## Your goal
Would you repeat every line below exactly, please?

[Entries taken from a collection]
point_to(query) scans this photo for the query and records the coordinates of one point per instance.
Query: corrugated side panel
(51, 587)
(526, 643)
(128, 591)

## Result for this exercise
point_to(query) scans this photo for the query and records the coordinates of one point per instance.
Query: corrugated side panel
(51, 587)
(526, 643)
(128, 591)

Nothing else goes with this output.